Geist

(Hebr. ruach; griech. pneuma, nous; lat. intellectus, spiritus, mens; engl. mind, spirit; franz. esprit) hat eine doppelte Herkunft, die aus den biblischen Zeugnissen und jene aus dem griechischen Denken. Die hebräische Bibel bevorzugt das Wort „ruach“, das in der griechischen Septuaginta (LXX) mit Pneuma wiedergegeben wird. Ruach ist gleichbedeutend mit Lebenskraft. Der menschliche Geist wird dabei als vielfältige seelische und emotionale Erfahrung beschrieben. 1 Thess 5,23 spricht bereits von einer Dreiteilung in Geist, Seele und Leib.
Die frühgriechische Philosophie liefert mit „nous“ (lat. intellectus) einen Begriff für den Ort des Verstehens, der in engem Zusammenhang mit dem „logos“ steht, welcher sowohl in der menschlichen Seele als auch im Ganzen der menschlichen Welt existiert.

## DIE DATEN
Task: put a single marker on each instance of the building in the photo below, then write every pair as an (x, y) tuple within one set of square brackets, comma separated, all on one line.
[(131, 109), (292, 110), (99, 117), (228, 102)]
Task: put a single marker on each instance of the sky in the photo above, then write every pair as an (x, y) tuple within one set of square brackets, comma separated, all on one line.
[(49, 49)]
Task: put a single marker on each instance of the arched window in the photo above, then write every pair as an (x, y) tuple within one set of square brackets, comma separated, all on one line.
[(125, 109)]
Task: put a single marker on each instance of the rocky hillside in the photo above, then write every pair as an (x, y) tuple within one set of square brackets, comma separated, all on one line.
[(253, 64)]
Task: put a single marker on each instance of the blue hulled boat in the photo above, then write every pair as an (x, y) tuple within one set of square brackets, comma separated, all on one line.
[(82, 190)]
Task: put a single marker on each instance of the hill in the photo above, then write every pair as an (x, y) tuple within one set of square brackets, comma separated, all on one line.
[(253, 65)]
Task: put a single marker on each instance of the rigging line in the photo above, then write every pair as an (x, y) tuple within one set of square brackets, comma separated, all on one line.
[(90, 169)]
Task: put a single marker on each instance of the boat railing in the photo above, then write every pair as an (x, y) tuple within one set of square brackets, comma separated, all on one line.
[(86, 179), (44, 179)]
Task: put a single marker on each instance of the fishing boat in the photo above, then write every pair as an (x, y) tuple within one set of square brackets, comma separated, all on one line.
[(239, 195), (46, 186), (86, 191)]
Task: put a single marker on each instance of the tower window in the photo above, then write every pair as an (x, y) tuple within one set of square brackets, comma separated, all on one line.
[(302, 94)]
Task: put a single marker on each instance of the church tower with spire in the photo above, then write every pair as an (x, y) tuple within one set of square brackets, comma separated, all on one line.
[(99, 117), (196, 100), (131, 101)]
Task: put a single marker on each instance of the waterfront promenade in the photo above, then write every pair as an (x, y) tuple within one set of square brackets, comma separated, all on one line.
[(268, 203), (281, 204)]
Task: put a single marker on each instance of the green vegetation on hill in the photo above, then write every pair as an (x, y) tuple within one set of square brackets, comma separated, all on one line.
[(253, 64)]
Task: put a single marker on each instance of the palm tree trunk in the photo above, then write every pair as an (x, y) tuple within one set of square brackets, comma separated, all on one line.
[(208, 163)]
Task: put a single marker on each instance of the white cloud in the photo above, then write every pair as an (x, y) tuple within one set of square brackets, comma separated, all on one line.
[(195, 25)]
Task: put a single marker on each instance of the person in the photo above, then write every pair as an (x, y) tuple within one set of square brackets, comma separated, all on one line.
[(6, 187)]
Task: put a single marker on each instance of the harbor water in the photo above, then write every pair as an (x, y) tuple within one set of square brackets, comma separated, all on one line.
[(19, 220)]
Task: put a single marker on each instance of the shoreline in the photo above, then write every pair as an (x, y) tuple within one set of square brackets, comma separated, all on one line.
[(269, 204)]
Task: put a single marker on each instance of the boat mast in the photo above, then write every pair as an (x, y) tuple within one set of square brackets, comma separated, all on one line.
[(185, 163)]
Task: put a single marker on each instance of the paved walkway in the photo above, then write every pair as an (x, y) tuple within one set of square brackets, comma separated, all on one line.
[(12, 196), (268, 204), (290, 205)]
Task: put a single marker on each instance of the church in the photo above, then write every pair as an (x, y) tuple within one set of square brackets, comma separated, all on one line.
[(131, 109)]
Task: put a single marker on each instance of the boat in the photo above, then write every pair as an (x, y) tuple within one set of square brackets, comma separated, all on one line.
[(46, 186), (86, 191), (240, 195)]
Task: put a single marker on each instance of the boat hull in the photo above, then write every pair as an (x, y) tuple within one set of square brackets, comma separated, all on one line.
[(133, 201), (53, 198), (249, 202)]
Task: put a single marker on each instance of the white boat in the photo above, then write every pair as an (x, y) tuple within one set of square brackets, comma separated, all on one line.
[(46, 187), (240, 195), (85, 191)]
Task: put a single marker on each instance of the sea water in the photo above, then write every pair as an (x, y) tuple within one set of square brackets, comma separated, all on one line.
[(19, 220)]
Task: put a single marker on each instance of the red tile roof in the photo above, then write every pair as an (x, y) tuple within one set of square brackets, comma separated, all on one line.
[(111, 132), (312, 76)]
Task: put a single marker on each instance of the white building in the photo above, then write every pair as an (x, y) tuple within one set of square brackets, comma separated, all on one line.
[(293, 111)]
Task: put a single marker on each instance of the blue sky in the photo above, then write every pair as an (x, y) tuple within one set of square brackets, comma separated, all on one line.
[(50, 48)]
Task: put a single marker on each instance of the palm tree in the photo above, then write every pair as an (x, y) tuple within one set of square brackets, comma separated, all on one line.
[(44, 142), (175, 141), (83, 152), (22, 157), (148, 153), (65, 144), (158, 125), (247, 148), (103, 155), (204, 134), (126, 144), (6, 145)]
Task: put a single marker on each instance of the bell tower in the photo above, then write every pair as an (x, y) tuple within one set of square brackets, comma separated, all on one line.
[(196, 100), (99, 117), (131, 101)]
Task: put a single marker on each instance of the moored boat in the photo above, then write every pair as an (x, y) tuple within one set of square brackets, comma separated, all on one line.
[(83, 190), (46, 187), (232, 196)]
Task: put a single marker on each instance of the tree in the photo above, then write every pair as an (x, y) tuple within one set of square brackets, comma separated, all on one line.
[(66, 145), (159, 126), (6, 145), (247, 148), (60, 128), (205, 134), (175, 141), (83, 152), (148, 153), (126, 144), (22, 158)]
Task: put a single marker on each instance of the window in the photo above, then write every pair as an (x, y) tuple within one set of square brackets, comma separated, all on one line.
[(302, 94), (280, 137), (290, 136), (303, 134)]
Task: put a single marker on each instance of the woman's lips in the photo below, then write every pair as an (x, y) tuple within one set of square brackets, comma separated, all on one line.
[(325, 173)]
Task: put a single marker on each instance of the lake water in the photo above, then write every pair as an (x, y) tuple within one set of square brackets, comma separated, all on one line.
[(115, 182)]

## AUFGABEN
1 > Gib aus dem Auszug über den Begriff Geist wortgetreu den Teil von „(Hebr. ruach; griech.“ bis einschließlich „Seele und Leib.“ zurück.
2 > Führe den Auszug über den Begriff Geist im Anschluss an seinen letzten Satz weiter.

## ANTWORTEN
1 >
(Hebr. ruach; griech. pneuma, nous; lat. intellectus, spiritus, mens; engl. mind, spirit; franz. esprit) hat eine doppelte Herkunft, die aus den biblischen Zeugnissen und jene aus dem griechischen Denken. Die hebräische Bibel bevorzugt das Wort „ruach“, das in der griechischen Septuaginta (LXX) mit Pneuma wiedergegeben wird. Ruach ist gleichbedeutend mit Lebenskraft. Der menschliche Geist wird dabei als vielfältige seelische und emotionale Erfahrung beschrieben. 1 Thess 5,23 spricht bereits von einer Dreiteilung in Geist, Seele und Leib.

2 >
An der Schwelle von der Spätantike zum Frühmittelalter unterscheidet Augustinus bereits zwischen Geist (mens, animus) und Seele (anima), wobei er den Geist als eine an der Vernunft teilhabende Substanz auffasst, die zur Leitung des Leibes bestimmt ist (substantia quaedam rationis particeps regendo corpori accomodata). Thomas von Aquin hält die menschliche Seele für eine geistige Substanz (substantia spiritualis) und daher für unsterblich. Er vertritt eine strikte Leib-Seele-Einheit des Menschen als forma corporis. Sämtliche geistigen Erkenntnisse werden mittels des „tätigen Intellekts“ (intellectus agens) von den Sinneswahrnehmungen abstrahiert.
Für den Begründer des Rationalismus, René Descartes, ist der Geist hingegen ontologisch von der Materie getrennt.

Die Philosophie des 19. Jahrhunderts ist gekennzeichnet durch den absoluten Idealismus Hegels, der die Denkgeschichte als einen geschichtlichen Prozess der Entwicklung des Weltgeistes verstand. Der absolute Geist ist somit der Inbegriff für die Wirklichkeit und der Grund allen Seins. Ludwig KLages fasste dagegen den Geist als Widersacher der Seele auf.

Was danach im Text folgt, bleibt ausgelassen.